■ WHAT TO DO ■
All of the entries must be reproduced exactly, with no images carried over.

■ RAW DATA ■
□ □ □ □
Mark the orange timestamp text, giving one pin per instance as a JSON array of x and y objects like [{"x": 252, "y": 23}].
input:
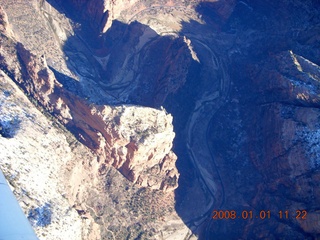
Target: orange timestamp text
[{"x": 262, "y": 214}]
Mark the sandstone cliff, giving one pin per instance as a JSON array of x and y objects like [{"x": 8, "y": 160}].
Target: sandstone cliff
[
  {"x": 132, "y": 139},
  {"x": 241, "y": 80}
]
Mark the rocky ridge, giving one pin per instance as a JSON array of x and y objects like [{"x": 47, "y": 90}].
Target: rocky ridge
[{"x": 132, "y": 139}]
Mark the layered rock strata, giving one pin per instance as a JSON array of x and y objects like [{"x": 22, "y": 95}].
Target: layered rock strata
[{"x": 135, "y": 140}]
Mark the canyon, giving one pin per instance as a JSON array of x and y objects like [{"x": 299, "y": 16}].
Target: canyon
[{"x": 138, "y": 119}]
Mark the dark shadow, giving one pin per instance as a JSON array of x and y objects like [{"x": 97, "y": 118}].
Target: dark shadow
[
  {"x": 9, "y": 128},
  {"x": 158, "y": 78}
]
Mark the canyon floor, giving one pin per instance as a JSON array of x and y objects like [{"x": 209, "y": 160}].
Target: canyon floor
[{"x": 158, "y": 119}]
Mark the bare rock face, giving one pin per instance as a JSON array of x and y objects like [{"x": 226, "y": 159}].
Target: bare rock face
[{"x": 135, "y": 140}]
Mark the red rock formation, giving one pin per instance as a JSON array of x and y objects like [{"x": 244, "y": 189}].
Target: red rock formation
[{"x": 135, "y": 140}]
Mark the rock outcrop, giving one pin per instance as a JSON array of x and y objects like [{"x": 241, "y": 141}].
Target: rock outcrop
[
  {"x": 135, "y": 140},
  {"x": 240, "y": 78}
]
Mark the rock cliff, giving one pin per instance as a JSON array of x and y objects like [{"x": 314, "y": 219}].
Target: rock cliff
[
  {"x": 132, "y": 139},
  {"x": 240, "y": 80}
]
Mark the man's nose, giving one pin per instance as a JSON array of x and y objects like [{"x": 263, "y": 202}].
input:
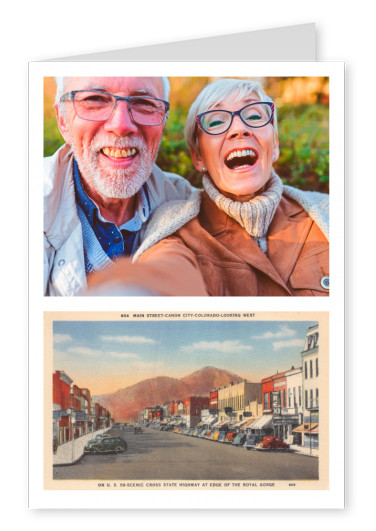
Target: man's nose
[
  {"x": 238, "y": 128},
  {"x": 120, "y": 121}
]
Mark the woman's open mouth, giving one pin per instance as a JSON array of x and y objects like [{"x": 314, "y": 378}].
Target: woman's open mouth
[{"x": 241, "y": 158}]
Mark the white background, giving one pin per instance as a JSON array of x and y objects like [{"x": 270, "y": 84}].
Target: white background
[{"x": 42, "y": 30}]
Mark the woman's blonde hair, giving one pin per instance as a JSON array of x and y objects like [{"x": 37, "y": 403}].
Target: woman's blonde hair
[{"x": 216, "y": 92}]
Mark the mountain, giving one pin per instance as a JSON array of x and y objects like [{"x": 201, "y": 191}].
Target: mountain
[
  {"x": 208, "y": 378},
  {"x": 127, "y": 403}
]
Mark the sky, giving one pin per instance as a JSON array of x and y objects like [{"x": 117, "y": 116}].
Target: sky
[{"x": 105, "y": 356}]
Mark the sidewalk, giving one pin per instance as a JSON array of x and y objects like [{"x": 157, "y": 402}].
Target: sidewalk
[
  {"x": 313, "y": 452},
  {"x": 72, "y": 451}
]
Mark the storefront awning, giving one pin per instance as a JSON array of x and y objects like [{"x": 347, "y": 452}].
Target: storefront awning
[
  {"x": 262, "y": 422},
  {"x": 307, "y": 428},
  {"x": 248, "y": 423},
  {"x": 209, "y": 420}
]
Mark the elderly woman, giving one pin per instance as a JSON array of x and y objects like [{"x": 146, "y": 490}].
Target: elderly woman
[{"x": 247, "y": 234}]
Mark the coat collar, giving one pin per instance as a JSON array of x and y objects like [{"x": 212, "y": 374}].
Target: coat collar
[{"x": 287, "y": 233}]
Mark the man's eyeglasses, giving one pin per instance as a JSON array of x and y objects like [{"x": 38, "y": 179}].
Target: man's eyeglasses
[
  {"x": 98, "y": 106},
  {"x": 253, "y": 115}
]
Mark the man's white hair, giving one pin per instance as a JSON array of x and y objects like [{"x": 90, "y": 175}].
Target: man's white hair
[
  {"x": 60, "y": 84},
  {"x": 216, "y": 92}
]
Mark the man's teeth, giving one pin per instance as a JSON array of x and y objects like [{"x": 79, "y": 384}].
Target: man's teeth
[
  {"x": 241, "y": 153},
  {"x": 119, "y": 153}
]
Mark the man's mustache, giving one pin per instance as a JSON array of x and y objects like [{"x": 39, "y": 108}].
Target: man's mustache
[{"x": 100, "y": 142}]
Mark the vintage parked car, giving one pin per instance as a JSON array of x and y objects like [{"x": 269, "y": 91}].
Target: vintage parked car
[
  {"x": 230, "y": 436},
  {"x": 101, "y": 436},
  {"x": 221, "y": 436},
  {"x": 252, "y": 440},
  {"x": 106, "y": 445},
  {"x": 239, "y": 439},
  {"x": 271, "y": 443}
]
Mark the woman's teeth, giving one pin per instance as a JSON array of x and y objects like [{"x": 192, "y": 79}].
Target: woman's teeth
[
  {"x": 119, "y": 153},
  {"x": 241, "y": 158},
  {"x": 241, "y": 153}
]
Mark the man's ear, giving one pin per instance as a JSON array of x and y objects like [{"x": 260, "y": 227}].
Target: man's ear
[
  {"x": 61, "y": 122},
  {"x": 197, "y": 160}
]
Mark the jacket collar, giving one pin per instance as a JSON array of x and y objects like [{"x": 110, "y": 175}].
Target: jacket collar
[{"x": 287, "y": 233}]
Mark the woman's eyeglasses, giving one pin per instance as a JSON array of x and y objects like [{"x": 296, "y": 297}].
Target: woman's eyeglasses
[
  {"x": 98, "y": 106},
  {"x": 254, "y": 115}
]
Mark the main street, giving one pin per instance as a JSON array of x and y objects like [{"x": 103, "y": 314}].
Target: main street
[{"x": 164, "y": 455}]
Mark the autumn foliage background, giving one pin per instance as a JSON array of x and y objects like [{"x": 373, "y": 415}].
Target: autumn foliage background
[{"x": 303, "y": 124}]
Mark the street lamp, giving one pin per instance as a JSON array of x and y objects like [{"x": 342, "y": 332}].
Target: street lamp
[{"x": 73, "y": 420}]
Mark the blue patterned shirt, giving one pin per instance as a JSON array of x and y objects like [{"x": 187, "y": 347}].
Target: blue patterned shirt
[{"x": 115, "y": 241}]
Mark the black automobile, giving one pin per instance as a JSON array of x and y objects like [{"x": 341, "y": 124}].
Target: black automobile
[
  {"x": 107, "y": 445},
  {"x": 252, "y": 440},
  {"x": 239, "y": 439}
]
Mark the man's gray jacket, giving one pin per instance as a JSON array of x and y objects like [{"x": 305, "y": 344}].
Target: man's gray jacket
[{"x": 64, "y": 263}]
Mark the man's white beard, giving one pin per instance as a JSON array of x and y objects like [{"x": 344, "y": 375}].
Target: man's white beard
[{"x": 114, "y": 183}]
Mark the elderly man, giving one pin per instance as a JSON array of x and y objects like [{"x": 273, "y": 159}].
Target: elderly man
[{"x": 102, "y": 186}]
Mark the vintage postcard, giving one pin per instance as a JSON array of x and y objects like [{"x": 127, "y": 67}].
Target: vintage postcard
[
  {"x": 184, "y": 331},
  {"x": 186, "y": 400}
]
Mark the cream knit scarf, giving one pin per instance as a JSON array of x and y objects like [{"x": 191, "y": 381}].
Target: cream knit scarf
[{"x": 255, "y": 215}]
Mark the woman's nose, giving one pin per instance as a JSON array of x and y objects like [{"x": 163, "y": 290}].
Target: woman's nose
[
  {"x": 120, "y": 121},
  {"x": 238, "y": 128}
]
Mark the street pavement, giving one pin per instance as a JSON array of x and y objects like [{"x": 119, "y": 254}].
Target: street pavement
□ □ □ □
■ ANSWER TO THE TASK ■
Mark the orange timestamp text, giving one pin per instance as a JSON array of x and y objects like [{"x": 252, "y": 23}].
input:
Target: orange timestamp text
[{"x": 262, "y": 214}]
Mark the sandstone cliff, giving one pin per instance as a JSON array of x and y objects like [{"x": 8, "y": 160}].
Target: sandstone cliff
[
  {"x": 132, "y": 139},
  {"x": 241, "y": 80}
]
Mark the rocky ridge, giving one pin per instance as a JSON array of x and y objects like [{"x": 47, "y": 90}].
Target: rocky ridge
[{"x": 132, "y": 139}]
Mark the layered rock strata, giving one pin per instance as a JSON array of x and y objects like [{"x": 22, "y": 95}].
Target: layered rock strata
[{"x": 135, "y": 140}]
Mark the canyon, giving one pin per instance as a JSON array of x and y objects like [{"x": 299, "y": 16}].
Target: canyon
[{"x": 138, "y": 119}]
Mark the dark shadow, giving one pin per instance as a JSON array of x and y objects like [{"x": 97, "y": 118}].
Target: dark shadow
[
  {"x": 9, "y": 128},
  {"x": 158, "y": 78}
]
Mark the canyon floor, giving one pin per instance as a JSON array of x and y objects like [{"x": 209, "y": 160}].
Target: canyon floor
[{"x": 158, "y": 119}]
Mark the bare rock face, giving one pin per instance as a JSON array of x and y objects like [{"x": 226, "y": 159}].
Target: bare rock face
[{"x": 135, "y": 140}]
Mark the red rock formation, giving one pin per instance as a JSON array of x and y objects like [{"x": 244, "y": 189}].
Target: red rock formation
[{"x": 135, "y": 140}]
Mark the rock outcrop, giving one pin per instance as a JSON array of x and y objects like [{"x": 241, "y": 141}].
Target: rock outcrop
[
  {"x": 135, "y": 140},
  {"x": 240, "y": 78}
]
Mark the rock cliff, giving one pin per instance as a JSON array of x and y objects like [{"x": 314, "y": 219}].
Target: rock cliff
[
  {"x": 132, "y": 139},
  {"x": 240, "y": 80}
]
Mark the man's nose, giving one pin per instance as a JSON array of x and y objects like [{"x": 263, "y": 202}].
input:
Target: man's nose
[
  {"x": 238, "y": 128},
  {"x": 120, "y": 121}
]
Mark the woman's open mouth, giving one pin per instance as a JSON array of x and y objects like [{"x": 314, "y": 378}].
Target: woman's open mouth
[{"x": 241, "y": 158}]
Mark the white background, giving one pin per instance as a JSON array of x and y objects like [{"x": 270, "y": 84}].
Target: white background
[{"x": 42, "y": 30}]
Mark the woman's blonde hair, giving one pin per instance as a JSON array of x and y objects like [{"x": 37, "y": 403}].
Target: woman's blonde hair
[{"x": 216, "y": 92}]
Mark the mountain, giving one pin per instance as a JSON array of x and y objects like [{"x": 201, "y": 191}].
Target: mountain
[
  {"x": 208, "y": 378},
  {"x": 127, "y": 403}
]
Mark the sky, giving one pin per instance as a JSON array of x and y objects like [{"x": 117, "y": 116}].
Target: sky
[{"x": 105, "y": 356}]
Mark the sidewalk, giving one pin per instance as a JSON array of x and y objects like [{"x": 157, "y": 402}].
Target: sidewalk
[
  {"x": 313, "y": 452},
  {"x": 72, "y": 451}
]
Mark the storefront awning, giving one pin per instance as a JSON array of x and y objects like [{"x": 347, "y": 452}].
Target: storefront awning
[
  {"x": 262, "y": 422},
  {"x": 307, "y": 428},
  {"x": 248, "y": 423},
  {"x": 209, "y": 420}
]
Mark the elderly woman, giving one pin per instance as a JSON array of x and y objects like [{"x": 146, "y": 490}].
Target: elderly woman
[{"x": 247, "y": 234}]
Mark the coat collar, giving one pin per instance as a JSON array of x and y objects like [{"x": 212, "y": 374}].
Target: coat collar
[{"x": 287, "y": 233}]
Mark the man's eyeglasses, giving one pin per instance as a JSON array of x and y objects like [{"x": 38, "y": 179}].
Target: man's eyeglasses
[
  {"x": 98, "y": 106},
  {"x": 253, "y": 115}
]
Mark the man's white hair, giving one pin per instance as a JSON array of x and y objects like [{"x": 90, "y": 175}].
Target: man's white hair
[
  {"x": 60, "y": 84},
  {"x": 216, "y": 92}
]
Mark the man's teeth, giving one pin per instance as a JSON array of x and y objects like [{"x": 79, "y": 384}].
Target: man's teeth
[
  {"x": 241, "y": 153},
  {"x": 119, "y": 153}
]
Mark the man's mustache, giving one pin per instance as a JSON array of x and y objects like [{"x": 39, "y": 108}].
Target: man's mustache
[{"x": 100, "y": 142}]
Mark the vintage parked car, giving one pin per instance as a JSON array of x and y objects like [{"x": 269, "y": 91}].
Target: vintage parked car
[
  {"x": 230, "y": 436},
  {"x": 101, "y": 436},
  {"x": 221, "y": 436},
  {"x": 252, "y": 440},
  {"x": 106, "y": 445},
  {"x": 239, "y": 439},
  {"x": 271, "y": 443}
]
Mark the woman's teeth, giving one pin per instance as a JSON array of x and y objects like [{"x": 192, "y": 79}].
Target: woman's teeth
[
  {"x": 119, "y": 153},
  {"x": 241, "y": 158},
  {"x": 241, "y": 153}
]
Mark the man's ear, giving one pin per instance as a JSON array of x and y objects like [{"x": 260, "y": 227}].
Target: man's ear
[
  {"x": 61, "y": 122},
  {"x": 197, "y": 160}
]
Mark the jacket collar, giving one pin per instance as a JSON array of x and y objects like [{"x": 110, "y": 175}].
Target: jacket collar
[{"x": 287, "y": 233}]
Mark the woman's eyeglasses, giving one pin per instance as a JSON array of x and y objects like [{"x": 296, "y": 297}].
Target: woman's eyeglasses
[
  {"x": 98, "y": 106},
  {"x": 254, "y": 115}
]
Mark the main street, giving one pin per instance as a JSON array of x and y objects like [{"x": 103, "y": 314}].
Target: main street
[{"x": 164, "y": 455}]
Mark the autumn foliage background, giving one pin per instance as a JSON array of x and y objects like [{"x": 373, "y": 415}].
Target: autumn foliage background
[{"x": 303, "y": 124}]
Mark the street lamp, giving one pin per instance as a JSON array of x and y objects like [{"x": 342, "y": 332}].
Target: street lamp
[{"x": 73, "y": 420}]
Mark the blue patterned shirt, giving one pin per instance as a JSON array of x and y objects like [{"x": 187, "y": 347}].
Target: blue patterned shirt
[{"x": 115, "y": 241}]
Mark the black automobile, giving one pin per instance as a JSON array of x and y objects like [{"x": 341, "y": 124}].
Target: black automobile
[
  {"x": 107, "y": 445},
  {"x": 252, "y": 440},
  {"x": 239, "y": 439}
]
Mark the man's gray jacket, giving one pin per instance as a JSON array of x and y objects like [{"x": 305, "y": 344}].
Target: man's gray jacket
[{"x": 64, "y": 263}]
Mark the man's white beard, giving one pin per instance as a JSON array of x and y objects like [{"x": 344, "y": 375}].
Target: man's white beard
[{"x": 114, "y": 183}]
Mark the elderly man, giving one pin per instance as a JSON array of x and y objects like [{"x": 273, "y": 159}].
Target: elderly man
[{"x": 102, "y": 186}]
Mark the vintage postcard, giving one pin per instance as a JSON array of x and y objects like [{"x": 127, "y": 67}].
Target: vintage postcard
[
  {"x": 184, "y": 331},
  {"x": 186, "y": 400}
]
Mark the cream knit scarf, giving one pin per instance as a JSON array of x and y objects like [{"x": 191, "y": 381}].
Target: cream knit scarf
[{"x": 255, "y": 215}]
Mark the woman's nose, giving one pin per instance as a JSON array of x and y objects like [{"x": 163, "y": 290}].
Target: woman's nose
[
  {"x": 120, "y": 121},
  {"x": 238, "y": 128}
]
Mark the street pavement, giving one pin per instance as a JSON array of x and y objects like [{"x": 119, "y": 254}].
Target: street pavement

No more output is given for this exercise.